_Written problem_.
Duplicate the stretch of the card-check post from "He vowed Republicans" through "an exclusive interview.", word for word.

_Document segment_.

□ □ □ □ □

Boehner: GOP Firmly Against ‘Card Check’

Posted by GOP Leader Press Office on November 20th, 2008

Featured in tomorrow’s Washington Times:

House Republican Leader John A. Boehner said Democrats’ use of secret ballots to chose its leadership was ironic because the party wants to nix workers’ rights to a secret voting in deciding whether to unionize.

“The secret ballot election is a cornerstone of our American democracy,” Mr. Boehner, Ohio Republican, said Thursday. “If it is good enough for House Democrats to rely on during today’s high-stakes vote, shouldn’t it be good enough for millions of American workers across America who value their workplace privacy?”

He vowed Republicans would stand firmly against the Democrat’s “card-check” legislation - dubbed the Employee Free Choice Act or EFCA. It would allow organizers to unionize a workplace by gathering enough singed cards rather than the current process of employees deciding by secret ballots…

…Enacting the card-check law is a top priority for organized labor and the unions are confident it will be passed by the Democrat-led Congress and signed by President-elect Barack Obama, a top AFL-CIO lobbyist told The Washington Times this week.

“I have no doubt it will pass and will be singed,” AFL-CIO government-affairs director William Samuel said in an exclusive interview.

□ □ □ □ □

_Extracted information_.
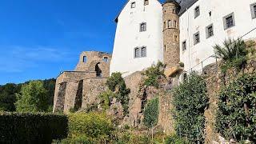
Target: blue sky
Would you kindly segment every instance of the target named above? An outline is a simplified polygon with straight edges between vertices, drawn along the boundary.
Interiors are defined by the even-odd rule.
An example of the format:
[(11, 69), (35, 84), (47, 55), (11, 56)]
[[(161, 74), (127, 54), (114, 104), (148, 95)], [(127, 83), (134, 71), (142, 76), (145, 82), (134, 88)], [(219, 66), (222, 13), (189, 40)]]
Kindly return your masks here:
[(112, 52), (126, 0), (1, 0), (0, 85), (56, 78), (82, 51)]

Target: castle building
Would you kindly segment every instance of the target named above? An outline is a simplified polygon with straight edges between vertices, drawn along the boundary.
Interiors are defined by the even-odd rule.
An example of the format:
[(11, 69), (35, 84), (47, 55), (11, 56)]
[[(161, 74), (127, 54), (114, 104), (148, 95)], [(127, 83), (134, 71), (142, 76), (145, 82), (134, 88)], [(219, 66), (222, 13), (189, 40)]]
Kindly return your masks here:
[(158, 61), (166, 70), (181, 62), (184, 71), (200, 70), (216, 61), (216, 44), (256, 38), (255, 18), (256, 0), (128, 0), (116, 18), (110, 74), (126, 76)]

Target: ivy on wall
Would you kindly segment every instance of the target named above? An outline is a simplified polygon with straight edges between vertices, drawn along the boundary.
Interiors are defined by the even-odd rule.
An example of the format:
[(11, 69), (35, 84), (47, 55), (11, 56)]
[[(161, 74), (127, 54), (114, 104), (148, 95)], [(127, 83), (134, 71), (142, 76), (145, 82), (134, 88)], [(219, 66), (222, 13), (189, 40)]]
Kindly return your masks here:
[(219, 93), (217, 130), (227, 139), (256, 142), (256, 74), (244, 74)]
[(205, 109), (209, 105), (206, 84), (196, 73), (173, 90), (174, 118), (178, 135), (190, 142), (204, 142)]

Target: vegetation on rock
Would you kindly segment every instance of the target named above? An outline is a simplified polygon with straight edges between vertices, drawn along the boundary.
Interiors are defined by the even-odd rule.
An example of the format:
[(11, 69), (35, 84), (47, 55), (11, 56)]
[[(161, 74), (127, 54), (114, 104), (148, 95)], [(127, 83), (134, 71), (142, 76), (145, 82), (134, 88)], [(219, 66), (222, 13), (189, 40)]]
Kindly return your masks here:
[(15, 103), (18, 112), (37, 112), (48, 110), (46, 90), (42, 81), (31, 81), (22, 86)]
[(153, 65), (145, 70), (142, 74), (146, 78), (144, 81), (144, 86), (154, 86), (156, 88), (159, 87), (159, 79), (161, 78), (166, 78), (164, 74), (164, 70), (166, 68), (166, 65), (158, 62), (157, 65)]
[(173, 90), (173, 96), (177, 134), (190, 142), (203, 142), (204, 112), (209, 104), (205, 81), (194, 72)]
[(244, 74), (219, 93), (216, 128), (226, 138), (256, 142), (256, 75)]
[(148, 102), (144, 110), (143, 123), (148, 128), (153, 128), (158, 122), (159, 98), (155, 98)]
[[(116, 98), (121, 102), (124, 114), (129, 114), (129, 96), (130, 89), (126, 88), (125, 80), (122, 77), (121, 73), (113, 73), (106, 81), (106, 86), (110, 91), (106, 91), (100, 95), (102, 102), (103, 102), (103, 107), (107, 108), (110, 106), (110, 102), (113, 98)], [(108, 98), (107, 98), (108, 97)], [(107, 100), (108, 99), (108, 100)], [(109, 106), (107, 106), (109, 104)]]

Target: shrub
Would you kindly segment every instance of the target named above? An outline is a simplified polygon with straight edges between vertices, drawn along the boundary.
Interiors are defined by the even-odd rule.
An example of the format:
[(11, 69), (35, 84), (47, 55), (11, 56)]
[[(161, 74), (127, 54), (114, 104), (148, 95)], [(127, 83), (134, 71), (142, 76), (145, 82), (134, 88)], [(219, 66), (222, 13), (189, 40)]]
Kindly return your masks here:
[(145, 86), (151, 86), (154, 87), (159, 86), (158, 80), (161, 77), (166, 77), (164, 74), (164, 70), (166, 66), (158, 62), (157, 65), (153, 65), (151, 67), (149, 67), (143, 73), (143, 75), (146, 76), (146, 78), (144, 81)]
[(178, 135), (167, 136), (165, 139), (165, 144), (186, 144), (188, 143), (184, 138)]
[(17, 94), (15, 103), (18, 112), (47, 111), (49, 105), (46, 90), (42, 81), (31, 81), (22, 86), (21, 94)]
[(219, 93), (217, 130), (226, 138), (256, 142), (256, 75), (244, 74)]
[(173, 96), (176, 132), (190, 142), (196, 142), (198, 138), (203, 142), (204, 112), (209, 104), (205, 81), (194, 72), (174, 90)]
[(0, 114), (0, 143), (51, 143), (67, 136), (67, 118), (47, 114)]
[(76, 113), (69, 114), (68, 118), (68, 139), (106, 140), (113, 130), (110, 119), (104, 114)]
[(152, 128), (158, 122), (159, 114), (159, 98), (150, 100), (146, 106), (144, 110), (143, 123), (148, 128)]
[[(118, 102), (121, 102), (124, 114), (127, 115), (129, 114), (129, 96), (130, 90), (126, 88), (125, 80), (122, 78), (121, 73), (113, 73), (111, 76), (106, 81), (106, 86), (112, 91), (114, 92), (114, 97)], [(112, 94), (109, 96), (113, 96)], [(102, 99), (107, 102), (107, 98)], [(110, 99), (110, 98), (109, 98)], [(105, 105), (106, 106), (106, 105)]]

□ □ □ □ □

_Solved exercise_.
He vowed Republicans would stand firmly against the Democrat’s “card-check” legislation - dubbed the Employee Free Choice Act or EFCA. It would allow organizers to unionize a workplace by gathering enough singed cards rather than the current process of employees deciding by secret ballots…

…Enacting the card-check law is a top priority for organized labor and the unions are confident it will be passed by the Democrat-led Congress and signed by President-elect Barack Obama, a top AFL-CIO lobbyist told The Washington Times this week.

“I have no doubt it will pass and will be singed,” AFL-CIO government-affairs director William Samuel said in an exclusive interview.